(Saved entries)
————————

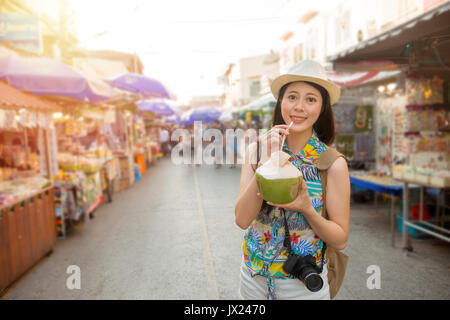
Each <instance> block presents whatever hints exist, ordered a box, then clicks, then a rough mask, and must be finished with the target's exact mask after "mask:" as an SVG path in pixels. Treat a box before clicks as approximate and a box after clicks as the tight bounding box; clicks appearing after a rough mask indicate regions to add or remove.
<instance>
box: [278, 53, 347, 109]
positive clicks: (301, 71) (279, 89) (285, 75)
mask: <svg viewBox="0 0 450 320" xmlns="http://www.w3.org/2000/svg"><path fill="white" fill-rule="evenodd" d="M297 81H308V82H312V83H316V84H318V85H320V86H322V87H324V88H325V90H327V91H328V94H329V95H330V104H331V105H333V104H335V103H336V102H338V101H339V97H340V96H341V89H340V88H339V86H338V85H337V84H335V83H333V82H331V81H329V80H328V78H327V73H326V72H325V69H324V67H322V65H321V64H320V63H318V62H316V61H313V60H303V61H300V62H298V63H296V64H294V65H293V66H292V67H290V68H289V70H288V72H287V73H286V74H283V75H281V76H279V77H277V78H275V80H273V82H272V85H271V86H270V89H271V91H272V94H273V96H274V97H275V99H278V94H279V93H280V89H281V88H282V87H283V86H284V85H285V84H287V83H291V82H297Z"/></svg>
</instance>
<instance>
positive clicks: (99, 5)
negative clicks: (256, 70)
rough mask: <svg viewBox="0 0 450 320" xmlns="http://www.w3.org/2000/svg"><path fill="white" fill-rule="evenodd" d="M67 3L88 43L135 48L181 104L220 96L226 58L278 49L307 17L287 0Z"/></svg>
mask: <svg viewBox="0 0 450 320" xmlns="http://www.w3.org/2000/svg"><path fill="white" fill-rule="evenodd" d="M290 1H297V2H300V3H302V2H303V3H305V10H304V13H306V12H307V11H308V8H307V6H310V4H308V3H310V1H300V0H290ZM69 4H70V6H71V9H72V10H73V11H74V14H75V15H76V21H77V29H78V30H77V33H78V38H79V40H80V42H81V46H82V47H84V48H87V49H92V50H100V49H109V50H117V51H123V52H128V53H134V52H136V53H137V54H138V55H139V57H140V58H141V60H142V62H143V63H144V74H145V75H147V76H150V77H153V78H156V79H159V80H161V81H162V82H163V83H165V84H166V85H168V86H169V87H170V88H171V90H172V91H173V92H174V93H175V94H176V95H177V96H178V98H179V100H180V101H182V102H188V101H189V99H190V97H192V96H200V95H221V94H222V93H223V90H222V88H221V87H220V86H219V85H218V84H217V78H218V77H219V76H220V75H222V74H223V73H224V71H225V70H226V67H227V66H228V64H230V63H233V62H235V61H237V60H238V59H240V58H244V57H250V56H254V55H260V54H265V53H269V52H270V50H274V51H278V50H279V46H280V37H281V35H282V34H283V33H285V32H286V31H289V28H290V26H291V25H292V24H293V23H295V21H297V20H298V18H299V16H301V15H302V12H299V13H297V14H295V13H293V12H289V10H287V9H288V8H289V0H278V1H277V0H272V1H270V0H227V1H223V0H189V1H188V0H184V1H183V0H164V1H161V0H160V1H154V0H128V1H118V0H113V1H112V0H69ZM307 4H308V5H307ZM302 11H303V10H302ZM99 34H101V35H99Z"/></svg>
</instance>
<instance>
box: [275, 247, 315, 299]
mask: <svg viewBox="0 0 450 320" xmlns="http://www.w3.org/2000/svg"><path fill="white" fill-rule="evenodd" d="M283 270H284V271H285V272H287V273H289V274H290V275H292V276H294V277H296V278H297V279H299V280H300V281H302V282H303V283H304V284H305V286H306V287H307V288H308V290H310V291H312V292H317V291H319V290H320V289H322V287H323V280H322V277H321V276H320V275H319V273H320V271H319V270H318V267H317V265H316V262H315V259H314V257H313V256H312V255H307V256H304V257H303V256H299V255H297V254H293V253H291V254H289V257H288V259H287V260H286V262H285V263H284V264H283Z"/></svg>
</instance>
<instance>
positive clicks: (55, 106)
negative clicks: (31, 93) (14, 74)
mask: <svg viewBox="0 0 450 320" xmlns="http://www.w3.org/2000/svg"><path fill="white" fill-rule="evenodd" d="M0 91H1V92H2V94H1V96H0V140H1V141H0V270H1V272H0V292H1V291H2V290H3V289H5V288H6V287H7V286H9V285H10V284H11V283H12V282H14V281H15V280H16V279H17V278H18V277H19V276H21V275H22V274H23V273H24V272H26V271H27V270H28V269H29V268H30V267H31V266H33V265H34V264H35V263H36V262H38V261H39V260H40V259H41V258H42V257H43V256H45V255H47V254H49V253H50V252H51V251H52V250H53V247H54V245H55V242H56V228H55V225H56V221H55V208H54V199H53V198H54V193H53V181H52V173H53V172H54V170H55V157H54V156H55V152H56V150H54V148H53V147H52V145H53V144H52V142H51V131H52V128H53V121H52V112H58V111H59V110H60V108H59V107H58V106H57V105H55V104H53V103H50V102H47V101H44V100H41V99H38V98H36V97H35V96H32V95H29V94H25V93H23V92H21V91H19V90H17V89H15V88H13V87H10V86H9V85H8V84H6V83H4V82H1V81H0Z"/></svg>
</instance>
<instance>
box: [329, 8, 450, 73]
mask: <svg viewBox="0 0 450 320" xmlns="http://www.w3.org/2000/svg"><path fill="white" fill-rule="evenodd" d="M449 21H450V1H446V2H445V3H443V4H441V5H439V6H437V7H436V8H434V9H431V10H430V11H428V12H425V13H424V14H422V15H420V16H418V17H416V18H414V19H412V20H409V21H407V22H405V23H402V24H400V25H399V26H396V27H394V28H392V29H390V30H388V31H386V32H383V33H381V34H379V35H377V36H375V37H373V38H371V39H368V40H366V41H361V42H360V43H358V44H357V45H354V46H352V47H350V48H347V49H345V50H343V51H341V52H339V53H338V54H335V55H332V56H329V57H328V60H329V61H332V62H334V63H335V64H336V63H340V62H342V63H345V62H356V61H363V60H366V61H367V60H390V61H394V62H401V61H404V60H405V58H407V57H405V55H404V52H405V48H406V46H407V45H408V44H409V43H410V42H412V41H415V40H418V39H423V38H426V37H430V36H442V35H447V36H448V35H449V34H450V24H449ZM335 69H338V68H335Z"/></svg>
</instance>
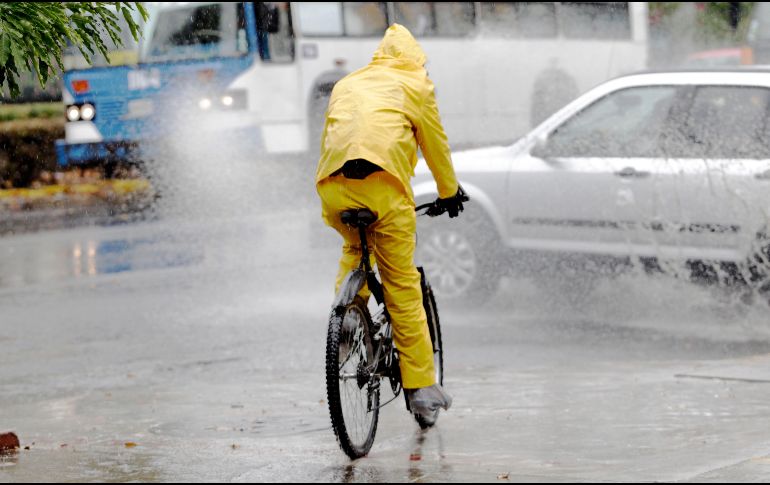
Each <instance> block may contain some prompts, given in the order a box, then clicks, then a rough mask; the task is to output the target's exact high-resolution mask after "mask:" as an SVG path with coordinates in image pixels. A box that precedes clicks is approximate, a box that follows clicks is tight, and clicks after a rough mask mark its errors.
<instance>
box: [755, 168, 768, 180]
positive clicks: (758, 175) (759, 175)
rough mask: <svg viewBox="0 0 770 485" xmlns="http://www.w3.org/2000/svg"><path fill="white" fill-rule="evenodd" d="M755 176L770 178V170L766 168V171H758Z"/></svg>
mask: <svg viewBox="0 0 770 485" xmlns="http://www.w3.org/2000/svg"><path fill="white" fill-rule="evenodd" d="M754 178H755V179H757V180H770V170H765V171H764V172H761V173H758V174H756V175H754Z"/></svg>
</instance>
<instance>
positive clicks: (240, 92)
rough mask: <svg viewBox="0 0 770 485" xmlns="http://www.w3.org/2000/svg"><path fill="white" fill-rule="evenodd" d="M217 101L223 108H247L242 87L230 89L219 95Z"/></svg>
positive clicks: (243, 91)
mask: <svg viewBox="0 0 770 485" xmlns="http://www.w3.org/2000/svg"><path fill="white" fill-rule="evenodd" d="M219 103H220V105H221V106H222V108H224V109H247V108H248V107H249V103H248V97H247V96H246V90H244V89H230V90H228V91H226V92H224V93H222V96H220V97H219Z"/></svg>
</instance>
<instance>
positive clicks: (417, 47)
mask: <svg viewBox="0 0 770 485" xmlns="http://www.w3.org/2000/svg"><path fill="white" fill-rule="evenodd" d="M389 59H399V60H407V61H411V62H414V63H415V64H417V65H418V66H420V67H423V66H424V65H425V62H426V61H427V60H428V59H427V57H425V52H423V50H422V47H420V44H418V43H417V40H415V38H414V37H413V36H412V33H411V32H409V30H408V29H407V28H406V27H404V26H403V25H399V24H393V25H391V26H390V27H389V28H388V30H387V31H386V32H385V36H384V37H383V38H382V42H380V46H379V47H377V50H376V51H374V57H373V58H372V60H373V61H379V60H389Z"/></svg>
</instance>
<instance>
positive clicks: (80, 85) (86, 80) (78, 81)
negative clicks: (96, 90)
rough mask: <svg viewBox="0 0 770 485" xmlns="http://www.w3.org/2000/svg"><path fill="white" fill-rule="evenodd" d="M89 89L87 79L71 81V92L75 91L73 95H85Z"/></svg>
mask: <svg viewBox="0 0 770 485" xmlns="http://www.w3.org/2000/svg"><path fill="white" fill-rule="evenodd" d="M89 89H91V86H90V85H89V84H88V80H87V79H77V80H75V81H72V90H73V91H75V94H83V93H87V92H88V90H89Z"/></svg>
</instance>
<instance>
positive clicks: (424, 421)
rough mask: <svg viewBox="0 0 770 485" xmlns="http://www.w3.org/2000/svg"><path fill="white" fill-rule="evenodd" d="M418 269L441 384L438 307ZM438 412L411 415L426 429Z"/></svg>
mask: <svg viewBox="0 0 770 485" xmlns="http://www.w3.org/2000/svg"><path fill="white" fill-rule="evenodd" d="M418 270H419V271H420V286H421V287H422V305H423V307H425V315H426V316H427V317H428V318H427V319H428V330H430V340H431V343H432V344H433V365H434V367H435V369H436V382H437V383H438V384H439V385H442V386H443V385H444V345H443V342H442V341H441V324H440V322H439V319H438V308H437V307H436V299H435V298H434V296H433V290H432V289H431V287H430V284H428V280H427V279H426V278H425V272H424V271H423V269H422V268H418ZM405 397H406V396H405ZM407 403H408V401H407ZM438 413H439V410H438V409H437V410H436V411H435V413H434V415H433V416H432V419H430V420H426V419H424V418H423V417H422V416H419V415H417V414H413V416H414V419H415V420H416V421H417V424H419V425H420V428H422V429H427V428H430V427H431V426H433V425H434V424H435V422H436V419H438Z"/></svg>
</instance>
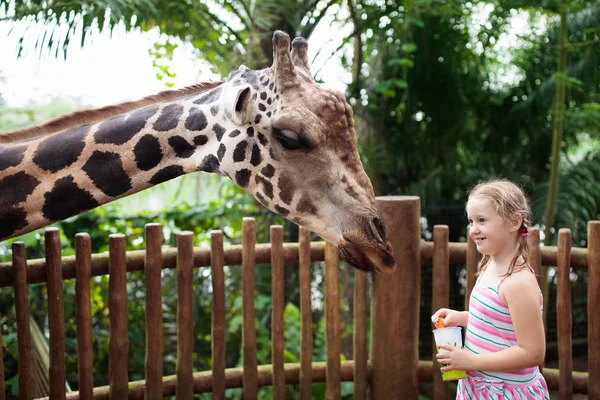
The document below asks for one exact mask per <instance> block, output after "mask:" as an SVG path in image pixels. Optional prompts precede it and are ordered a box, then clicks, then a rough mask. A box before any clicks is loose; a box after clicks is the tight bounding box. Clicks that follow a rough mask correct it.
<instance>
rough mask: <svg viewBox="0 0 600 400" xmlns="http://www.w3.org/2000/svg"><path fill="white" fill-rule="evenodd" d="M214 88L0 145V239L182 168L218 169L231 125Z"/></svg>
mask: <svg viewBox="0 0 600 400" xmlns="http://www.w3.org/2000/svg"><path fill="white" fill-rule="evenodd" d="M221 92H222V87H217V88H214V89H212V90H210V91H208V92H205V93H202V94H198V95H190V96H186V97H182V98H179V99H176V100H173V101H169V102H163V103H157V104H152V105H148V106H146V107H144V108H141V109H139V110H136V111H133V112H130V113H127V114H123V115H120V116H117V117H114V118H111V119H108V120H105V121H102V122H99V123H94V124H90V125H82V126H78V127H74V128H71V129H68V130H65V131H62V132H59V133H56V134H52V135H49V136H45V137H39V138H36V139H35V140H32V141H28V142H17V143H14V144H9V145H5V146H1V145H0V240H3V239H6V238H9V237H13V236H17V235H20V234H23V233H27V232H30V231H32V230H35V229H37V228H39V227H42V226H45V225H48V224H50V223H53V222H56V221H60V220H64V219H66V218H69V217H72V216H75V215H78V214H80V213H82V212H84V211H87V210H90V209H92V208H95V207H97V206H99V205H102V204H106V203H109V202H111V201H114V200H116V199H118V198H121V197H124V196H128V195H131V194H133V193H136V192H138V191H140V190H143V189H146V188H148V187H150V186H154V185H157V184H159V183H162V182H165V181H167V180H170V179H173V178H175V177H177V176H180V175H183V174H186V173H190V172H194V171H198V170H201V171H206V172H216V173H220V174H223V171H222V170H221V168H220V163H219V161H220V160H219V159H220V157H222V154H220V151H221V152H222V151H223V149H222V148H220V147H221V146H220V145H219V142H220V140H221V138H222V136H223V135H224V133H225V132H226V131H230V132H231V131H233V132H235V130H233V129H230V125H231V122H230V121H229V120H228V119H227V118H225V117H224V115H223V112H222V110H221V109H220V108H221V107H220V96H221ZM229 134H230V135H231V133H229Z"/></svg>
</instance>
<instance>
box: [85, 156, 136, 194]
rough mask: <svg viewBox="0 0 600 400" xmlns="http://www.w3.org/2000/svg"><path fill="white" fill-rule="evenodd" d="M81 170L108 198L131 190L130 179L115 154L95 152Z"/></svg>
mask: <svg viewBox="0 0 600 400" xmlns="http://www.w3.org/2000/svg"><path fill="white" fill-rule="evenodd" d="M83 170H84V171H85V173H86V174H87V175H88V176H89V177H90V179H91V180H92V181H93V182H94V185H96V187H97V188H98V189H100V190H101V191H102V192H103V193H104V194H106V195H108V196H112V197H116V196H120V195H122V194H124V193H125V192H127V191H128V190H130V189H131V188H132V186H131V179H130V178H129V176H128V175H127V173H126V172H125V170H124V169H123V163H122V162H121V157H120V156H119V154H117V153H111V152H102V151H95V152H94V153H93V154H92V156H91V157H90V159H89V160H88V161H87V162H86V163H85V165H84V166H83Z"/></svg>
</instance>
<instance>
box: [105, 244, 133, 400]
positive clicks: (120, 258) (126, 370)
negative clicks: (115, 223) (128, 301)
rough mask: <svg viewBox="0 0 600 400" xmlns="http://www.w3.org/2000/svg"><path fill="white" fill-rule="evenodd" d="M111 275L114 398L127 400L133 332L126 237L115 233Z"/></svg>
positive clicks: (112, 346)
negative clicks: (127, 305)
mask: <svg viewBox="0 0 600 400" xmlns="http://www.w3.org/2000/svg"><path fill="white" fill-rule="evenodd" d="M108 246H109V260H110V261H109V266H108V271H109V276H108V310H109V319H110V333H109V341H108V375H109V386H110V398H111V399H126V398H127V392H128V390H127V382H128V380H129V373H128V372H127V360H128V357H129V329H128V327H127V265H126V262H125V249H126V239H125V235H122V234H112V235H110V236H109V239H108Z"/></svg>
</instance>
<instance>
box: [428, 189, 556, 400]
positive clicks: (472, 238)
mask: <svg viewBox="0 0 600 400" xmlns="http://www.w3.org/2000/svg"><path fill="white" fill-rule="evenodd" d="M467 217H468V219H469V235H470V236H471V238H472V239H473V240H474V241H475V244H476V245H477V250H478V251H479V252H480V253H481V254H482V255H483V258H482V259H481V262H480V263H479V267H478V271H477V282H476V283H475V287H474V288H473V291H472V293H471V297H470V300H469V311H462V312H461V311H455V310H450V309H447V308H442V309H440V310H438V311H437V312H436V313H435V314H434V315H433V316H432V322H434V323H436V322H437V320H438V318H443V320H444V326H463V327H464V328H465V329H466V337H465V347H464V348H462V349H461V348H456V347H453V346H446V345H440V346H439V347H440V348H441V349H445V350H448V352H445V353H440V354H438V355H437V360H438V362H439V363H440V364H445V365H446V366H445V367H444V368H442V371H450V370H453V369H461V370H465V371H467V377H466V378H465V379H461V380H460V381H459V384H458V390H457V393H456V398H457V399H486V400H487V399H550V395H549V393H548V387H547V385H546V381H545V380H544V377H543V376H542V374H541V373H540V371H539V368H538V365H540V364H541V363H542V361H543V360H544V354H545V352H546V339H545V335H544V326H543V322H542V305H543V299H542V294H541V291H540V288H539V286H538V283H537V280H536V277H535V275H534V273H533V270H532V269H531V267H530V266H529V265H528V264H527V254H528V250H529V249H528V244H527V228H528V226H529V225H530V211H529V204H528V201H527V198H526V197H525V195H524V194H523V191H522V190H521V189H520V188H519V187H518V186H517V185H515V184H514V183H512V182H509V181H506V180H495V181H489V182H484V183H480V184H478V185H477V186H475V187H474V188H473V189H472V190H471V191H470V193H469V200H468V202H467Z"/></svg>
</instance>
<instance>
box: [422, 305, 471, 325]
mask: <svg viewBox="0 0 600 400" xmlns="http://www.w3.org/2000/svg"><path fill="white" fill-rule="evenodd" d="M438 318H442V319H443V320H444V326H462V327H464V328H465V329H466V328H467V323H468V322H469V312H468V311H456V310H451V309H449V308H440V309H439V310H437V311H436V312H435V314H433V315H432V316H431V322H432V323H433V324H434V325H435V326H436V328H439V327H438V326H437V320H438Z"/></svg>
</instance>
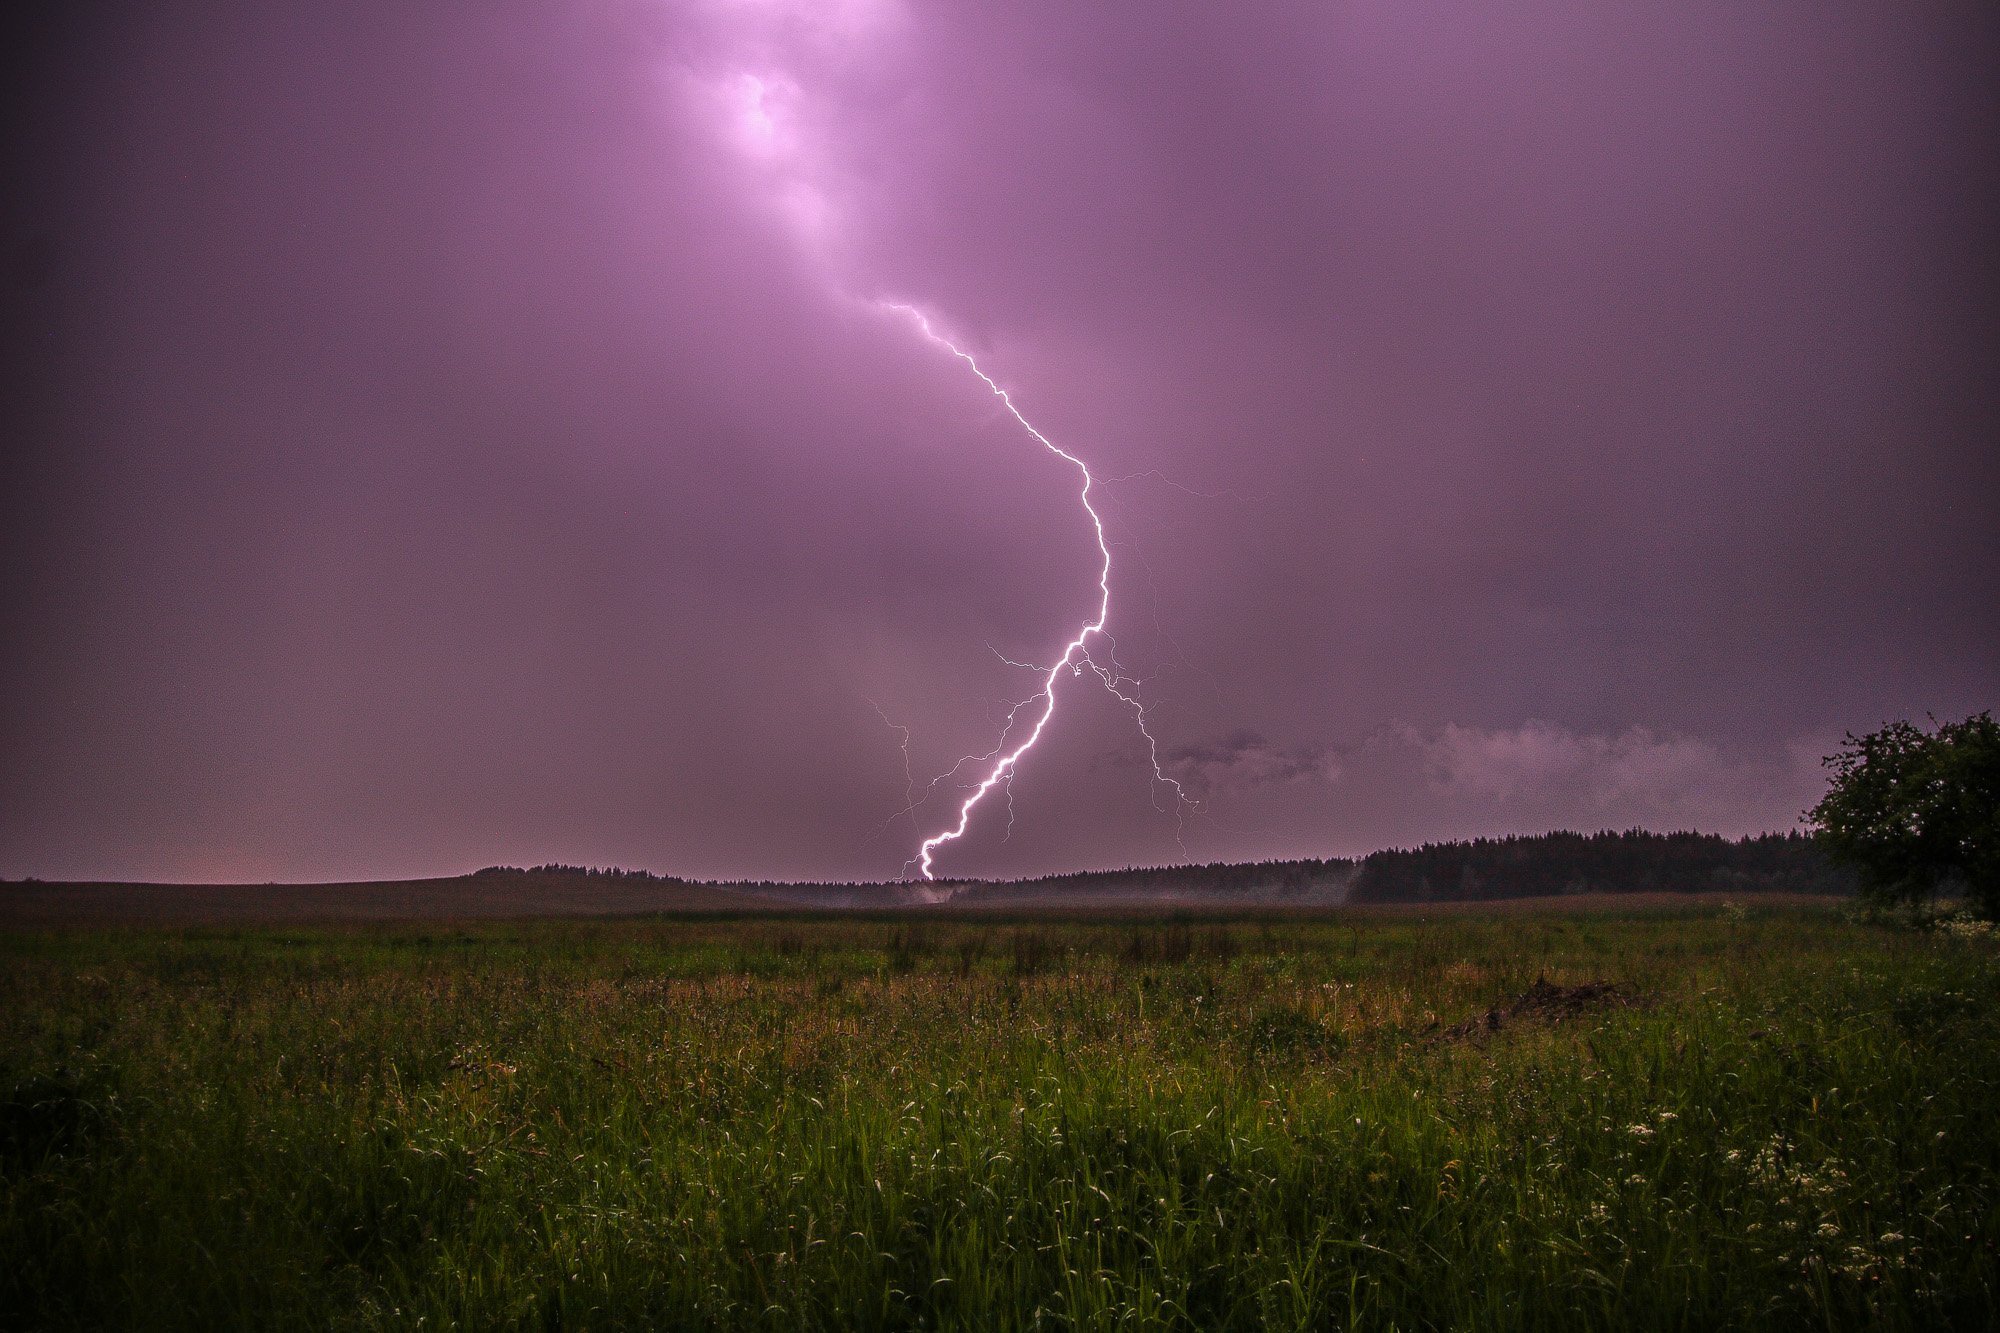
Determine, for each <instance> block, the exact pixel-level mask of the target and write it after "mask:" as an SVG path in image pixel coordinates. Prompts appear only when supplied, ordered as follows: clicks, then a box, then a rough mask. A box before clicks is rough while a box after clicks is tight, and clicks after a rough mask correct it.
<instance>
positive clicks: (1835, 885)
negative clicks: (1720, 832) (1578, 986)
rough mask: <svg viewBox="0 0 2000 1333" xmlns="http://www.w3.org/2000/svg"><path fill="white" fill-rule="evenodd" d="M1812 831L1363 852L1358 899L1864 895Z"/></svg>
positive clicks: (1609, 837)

————————

DIRECTIONS:
Can you reproduce the records word for word, starting from their beginning and stopping after the line that contains "positive clicks: (301, 71)", that line included, with the pictures left out?

RESPONSE TO THE TASK:
Each <instance> block presents whatever hints exist, ordered a box, then clicks, then a rough mask, and must be finished with the target's exact mask after "mask:" as an SVG path in pixels. Treat a box before clicks as approximate and a box after clicks as the tight bounding box; clicks appearing after a rough mask indicate regions to add or remove.
<instance>
box: [278, 53, 347, 109]
positive clicks: (301, 71) (279, 89) (285, 75)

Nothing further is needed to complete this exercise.